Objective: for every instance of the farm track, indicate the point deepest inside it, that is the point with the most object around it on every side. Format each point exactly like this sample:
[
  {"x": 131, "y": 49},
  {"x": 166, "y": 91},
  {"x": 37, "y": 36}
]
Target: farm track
::::::::
» AIM OF THE TASK
Transcribe all of the records exactly.

» ANSWER BOX
Objective: for every instance of the farm track, indicate the point deepest inside it, that is the point with the most object around it on every side. Format each point exactly like this sample:
[
  {"x": 131, "y": 49},
  {"x": 166, "y": 91},
  {"x": 37, "y": 36}
]
Target: farm track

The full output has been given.